*Passage for review*
◆ ◆ ◆
This assessment was the focus of a meeting held in Barcelona as a prelude to Expoquimia, organised by Fira de Barcelona, Foment del Treball Nacional and FedeQuim, with the participation of institutional representatives and senior executives from the chemical sector and process industries.

A structural sector for European industry

The chemical sector remains a cornerstone of industry in Spain, generating €85.417 billion in revenue, accounting for 12% of industrial GDP, and supporting more than one million direct, indirect and induced jobs.

It also consolidates its export leadership, with around 74% of production destined for international markets, and its position as a highly innovation-intensive sector, playing a key role in R&D investment and technological development.

An essential infrastructure within industrial value chains

Participants agreed that chemistry constitutes a critical infrastructure for the functioning of Europe’s industrial fabric, as it is present in more than 95% of value chains.
◆ ◆ ◆
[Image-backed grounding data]
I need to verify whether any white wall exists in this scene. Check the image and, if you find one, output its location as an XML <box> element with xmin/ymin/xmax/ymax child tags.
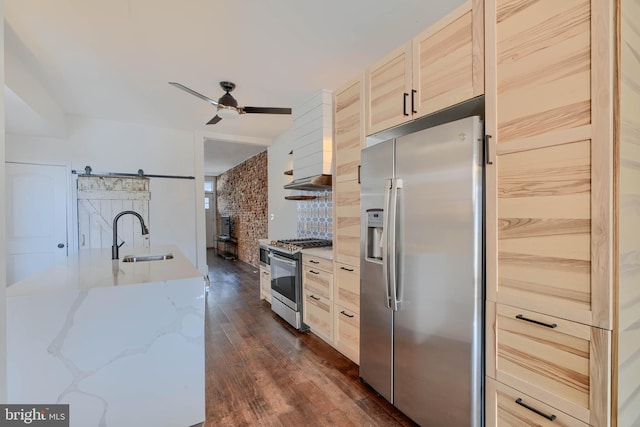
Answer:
<box><xmin>267</xmin><ymin>130</ymin><xmax>298</xmax><ymax>240</ymax></box>
<box><xmin>0</xmin><ymin>0</ymin><xmax>7</xmax><ymax>403</ymax></box>
<box><xmin>3</xmin><ymin>116</ymin><xmax>206</xmax><ymax>273</ymax></box>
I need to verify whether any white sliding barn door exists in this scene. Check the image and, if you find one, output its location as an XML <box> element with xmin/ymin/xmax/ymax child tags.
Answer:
<box><xmin>5</xmin><ymin>163</ymin><xmax>68</xmax><ymax>285</ymax></box>
<box><xmin>78</xmin><ymin>175</ymin><xmax>151</xmax><ymax>250</ymax></box>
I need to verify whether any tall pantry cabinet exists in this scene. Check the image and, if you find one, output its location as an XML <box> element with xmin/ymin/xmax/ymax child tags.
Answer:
<box><xmin>333</xmin><ymin>78</ymin><xmax>364</xmax><ymax>363</ymax></box>
<box><xmin>485</xmin><ymin>0</ymin><xmax>640</xmax><ymax>426</ymax></box>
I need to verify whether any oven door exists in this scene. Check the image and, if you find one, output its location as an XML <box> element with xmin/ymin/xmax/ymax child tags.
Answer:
<box><xmin>269</xmin><ymin>252</ymin><xmax>299</xmax><ymax>309</ymax></box>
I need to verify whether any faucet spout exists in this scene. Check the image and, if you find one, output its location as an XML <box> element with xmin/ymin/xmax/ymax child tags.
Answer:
<box><xmin>111</xmin><ymin>211</ymin><xmax>149</xmax><ymax>259</ymax></box>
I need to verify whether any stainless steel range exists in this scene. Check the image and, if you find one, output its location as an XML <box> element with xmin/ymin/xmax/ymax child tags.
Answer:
<box><xmin>267</xmin><ymin>239</ymin><xmax>331</xmax><ymax>331</ymax></box>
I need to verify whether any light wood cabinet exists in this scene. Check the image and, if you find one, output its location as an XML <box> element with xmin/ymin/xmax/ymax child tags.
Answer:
<box><xmin>333</xmin><ymin>263</ymin><xmax>360</xmax><ymax>363</ymax></box>
<box><xmin>260</xmin><ymin>267</ymin><xmax>271</xmax><ymax>304</ymax></box>
<box><xmin>487</xmin><ymin>304</ymin><xmax>611</xmax><ymax>426</ymax></box>
<box><xmin>303</xmin><ymin>289</ymin><xmax>333</xmax><ymax>344</ymax></box>
<box><xmin>333</xmin><ymin>78</ymin><xmax>364</xmax><ymax>265</ymax></box>
<box><xmin>485</xmin><ymin>0</ymin><xmax>640</xmax><ymax>426</ymax></box>
<box><xmin>485</xmin><ymin>379</ymin><xmax>589</xmax><ymax>427</ymax></box>
<box><xmin>302</xmin><ymin>255</ymin><xmax>334</xmax><ymax>345</ymax></box>
<box><xmin>334</xmin><ymin>304</ymin><xmax>360</xmax><ymax>364</ymax></box>
<box><xmin>365</xmin><ymin>0</ymin><xmax>484</xmax><ymax>135</ymax></box>
<box><xmin>333</xmin><ymin>77</ymin><xmax>364</xmax><ymax>363</ymax></box>
<box><xmin>333</xmin><ymin>262</ymin><xmax>360</xmax><ymax>313</ymax></box>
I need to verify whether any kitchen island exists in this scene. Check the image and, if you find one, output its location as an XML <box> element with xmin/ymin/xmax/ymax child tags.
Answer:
<box><xmin>7</xmin><ymin>246</ymin><xmax>205</xmax><ymax>427</ymax></box>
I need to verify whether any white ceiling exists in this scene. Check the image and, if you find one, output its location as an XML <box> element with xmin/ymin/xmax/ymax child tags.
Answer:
<box><xmin>4</xmin><ymin>0</ymin><xmax>464</xmax><ymax>172</ymax></box>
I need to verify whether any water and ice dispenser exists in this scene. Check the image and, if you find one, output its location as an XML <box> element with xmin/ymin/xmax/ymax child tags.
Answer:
<box><xmin>365</xmin><ymin>209</ymin><xmax>384</xmax><ymax>261</ymax></box>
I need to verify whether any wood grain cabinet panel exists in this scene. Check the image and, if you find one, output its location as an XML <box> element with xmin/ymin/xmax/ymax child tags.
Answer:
<box><xmin>412</xmin><ymin>4</ymin><xmax>484</xmax><ymax>118</ymax></box>
<box><xmin>486</xmin><ymin>379</ymin><xmax>589</xmax><ymax>427</ymax></box>
<box><xmin>616</xmin><ymin>0</ymin><xmax>640</xmax><ymax>426</ymax></box>
<box><xmin>302</xmin><ymin>254</ymin><xmax>334</xmax><ymax>345</ymax></box>
<box><xmin>488</xmin><ymin>304</ymin><xmax>611</xmax><ymax>426</ymax></box>
<box><xmin>334</xmin><ymin>78</ymin><xmax>364</xmax><ymax>182</ymax></box>
<box><xmin>260</xmin><ymin>267</ymin><xmax>271</xmax><ymax>303</ymax></box>
<box><xmin>302</xmin><ymin>288</ymin><xmax>333</xmax><ymax>344</ymax></box>
<box><xmin>365</xmin><ymin>42</ymin><xmax>412</xmax><ymax>135</ymax></box>
<box><xmin>497</xmin><ymin>141</ymin><xmax>592</xmax><ymax>324</ymax></box>
<box><xmin>365</xmin><ymin>0</ymin><xmax>484</xmax><ymax>135</ymax></box>
<box><xmin>334</xmin><ymin>181</ymin><xmax>360</xmax><ymax>265</ymax></box>
<box><xmin>333</xmin><ymin>263</ymin><xmax>360</xmax><ymax>313</ymax></box>
<box><xmin>302</xmin><ymin>255</ymin><xmax>333</xmax><ymax>274</ymax></box>
<box><xmin>302</xmin><ymin>266</ymin><xmax>333</xmax><ymax>300</ymax></box>
<box><xmin>495</xmin><ymin>0</ymin><xmax>591</xmax><ymax>143</ymax></box>
<box><xmin>333</xmin><ymin>304</ymin><xmax>360</xmax><ymax>364</ymax></box>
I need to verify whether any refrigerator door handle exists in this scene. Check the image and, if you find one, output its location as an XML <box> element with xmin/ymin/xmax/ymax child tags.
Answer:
<box><xmin>381</xmin><ymin>179</ymin><xmax>393</xmax><ymax>308</ymax></box>
<box><xmin>387</xmin><ymin>178</ymin><xmax>402</xmax><ymax>311</ymax></box>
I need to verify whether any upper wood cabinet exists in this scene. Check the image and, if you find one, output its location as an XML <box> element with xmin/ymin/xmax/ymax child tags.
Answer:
<box><xmin>365</xmin><ymin>0</ymin><xmax>484</xmax><ymax>135</ymax></box>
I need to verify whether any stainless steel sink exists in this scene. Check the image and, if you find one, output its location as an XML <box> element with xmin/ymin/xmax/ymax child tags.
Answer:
<box><xmin>122</xmin><ymin>252</ymin><xmax>173</xmax><ymax>262</ymax></box>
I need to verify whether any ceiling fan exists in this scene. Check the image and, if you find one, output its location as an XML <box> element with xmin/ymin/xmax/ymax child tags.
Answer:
<box><xmin>169</xmin><ymin>81</ymin><xmax>291</xmax><ymax>125</ymax></box>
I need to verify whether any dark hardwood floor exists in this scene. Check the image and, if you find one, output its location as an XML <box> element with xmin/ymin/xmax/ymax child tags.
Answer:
<box><xmin>205</xmin><ymin>250</ymin><xmax>416</xmax><ymax>427</ymax></box>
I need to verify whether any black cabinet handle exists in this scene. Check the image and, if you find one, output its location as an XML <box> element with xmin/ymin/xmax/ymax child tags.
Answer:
<box><xmin>516</xmin><ymin>314</ymin><xmax>558</xmax><ymax>329</ymax></box>
<box><xmin>516</xmin><ymin>398</ymin><xmax>556</xmax><ymax>421</ymax></box>
<box><xmin>411</xmin><ymin>89</ymin><xmax>418</xmax><ymax>114</ymax></box>
<box><xmin>402</xmin><ymin>92</ymin><xmax>409</xmax><ymax>116</ymax></box>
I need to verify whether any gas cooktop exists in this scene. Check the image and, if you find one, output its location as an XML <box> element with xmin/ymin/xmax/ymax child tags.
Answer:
<box><xmin>270</xmin><ymin>238</ymin><xmax>332</xmax><ymax>252</ymax></box>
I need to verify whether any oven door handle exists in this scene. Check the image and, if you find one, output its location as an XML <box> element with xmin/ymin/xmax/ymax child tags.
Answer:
<box><xmin>269</xmin><ymin>254</ymin><xmax>296</xmax><ymax>267</ymax></box>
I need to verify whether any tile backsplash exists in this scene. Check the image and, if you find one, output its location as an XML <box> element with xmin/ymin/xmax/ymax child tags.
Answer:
<box><xmin>297</xmin><ymin>190</ymin><xmax>333</xmax><ymax>240</ymax></box>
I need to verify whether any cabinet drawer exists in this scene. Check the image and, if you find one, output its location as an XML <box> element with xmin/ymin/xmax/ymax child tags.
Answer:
<box><xmin>302</xmin><ymin>266</ymin><xmax>333</xmax><ymax>301</ymax></box>
<box><xmin>486</xmin><ymin>378</ymin><xmax>588</xmax><ymax>427</ymax></box>
<box><xmin>487</xmin><ymin>304</ymin><xmax>611</xmax><ymax>425</ymax></box>
<box><xmin>333</xmin><ymin>304</ymin><xmax>360</xmax><ymax>364</ymax></box>
<box><xmin>302</xmin><ymin>291</ymin><xmax>333</xmax><ymax>343</ymax></box>
<box><xmin>302</xmin><ymin>255</ymin><xmax>333</xmax><ymax>273</ymax></box>
<box><xmin>333</xmin><ymin>263</ymin><xmax>360</xmax><ymax>313</ymax></box>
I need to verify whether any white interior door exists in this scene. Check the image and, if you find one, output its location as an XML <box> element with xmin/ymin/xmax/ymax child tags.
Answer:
<box><xmin>6</xmin><ymin>163</ymin><xmax>67</xmax><ymax>285</ymax></box>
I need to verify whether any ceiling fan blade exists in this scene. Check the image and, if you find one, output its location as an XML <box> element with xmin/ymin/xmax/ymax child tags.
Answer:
<box><xmin>242</xmin><ymin>107</ymin><xmax>291</xmax><ymax>114</ymax></box>
<box><xmin>207</xmin><ymin>115</ymin><xmax>222</xmax><ymax>125</ymax></box>
<box><xmin>169</xmin><ymin>82</ymin><xmax>218</xmax><ymax>106</ymax></box>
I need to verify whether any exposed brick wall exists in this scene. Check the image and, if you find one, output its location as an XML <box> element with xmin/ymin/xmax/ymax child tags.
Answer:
<box><xmin>216</xmin><ymin>150</ymin><xmax>269</xmax><ymax>267</ymax></box>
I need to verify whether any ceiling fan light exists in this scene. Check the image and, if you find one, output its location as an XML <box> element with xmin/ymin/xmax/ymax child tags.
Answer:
<box><xmin>218</xmin><ymin>105</ymin><xmax>240</xmax><ymax>119</ymax></box>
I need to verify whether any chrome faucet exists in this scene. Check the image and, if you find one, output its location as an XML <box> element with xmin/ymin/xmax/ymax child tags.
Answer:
<box><xmin>111</xmin><ymin>211</ymin><xmax>149</xmax><ymax>259</ymax></box>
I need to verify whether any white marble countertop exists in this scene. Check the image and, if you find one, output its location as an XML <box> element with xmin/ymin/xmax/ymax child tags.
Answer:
<box><xmin>7</xmin><ymin>245</ymin><xmax>202</xmax><ymax>298</ymax></box>
<box><xmin>302</xmin><ymin>247</ymin><xmax>333</xmax><ymax>259</ymax></box>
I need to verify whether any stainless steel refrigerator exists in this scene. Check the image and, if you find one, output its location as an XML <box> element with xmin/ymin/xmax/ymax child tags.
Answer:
<box><xmin>360</xmin><ymin>116</ymin><xmax>484</xmax><ymax>427</ymax></box>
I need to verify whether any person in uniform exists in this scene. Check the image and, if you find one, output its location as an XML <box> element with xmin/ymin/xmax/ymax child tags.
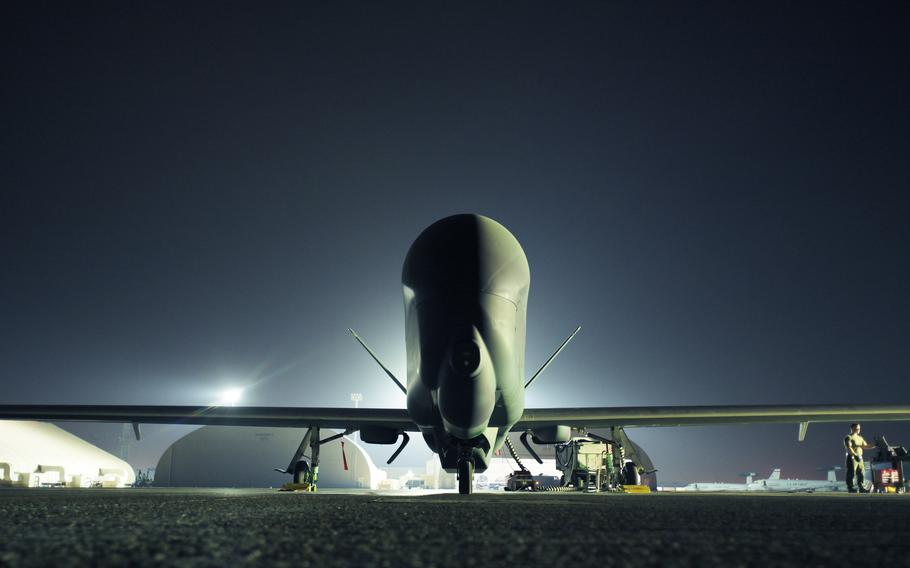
◆ ◆ ◆
*What you will do*
A. According to the text on Spain's chemical sector, about what share of the sector's production goes to international markets?
B. From the text on Spain's chemical sector, quote everything between "The chemical sector remains" and "and technological development.", inclusive.

*Solutions in order*
A. Around 74%.

B.
The chemical sector remains a cornerstone of industry in Spain, generating €85.417 billion in revenue, accounting for 12% of industrial GDP, and supporting more than one million direct, indirect and induced jobs.

It also consolidates its export leadership, with around 74% of production destined for international markets, and its position as a highly innovation-intensive sector, playing a key role in R&D investment and technological development.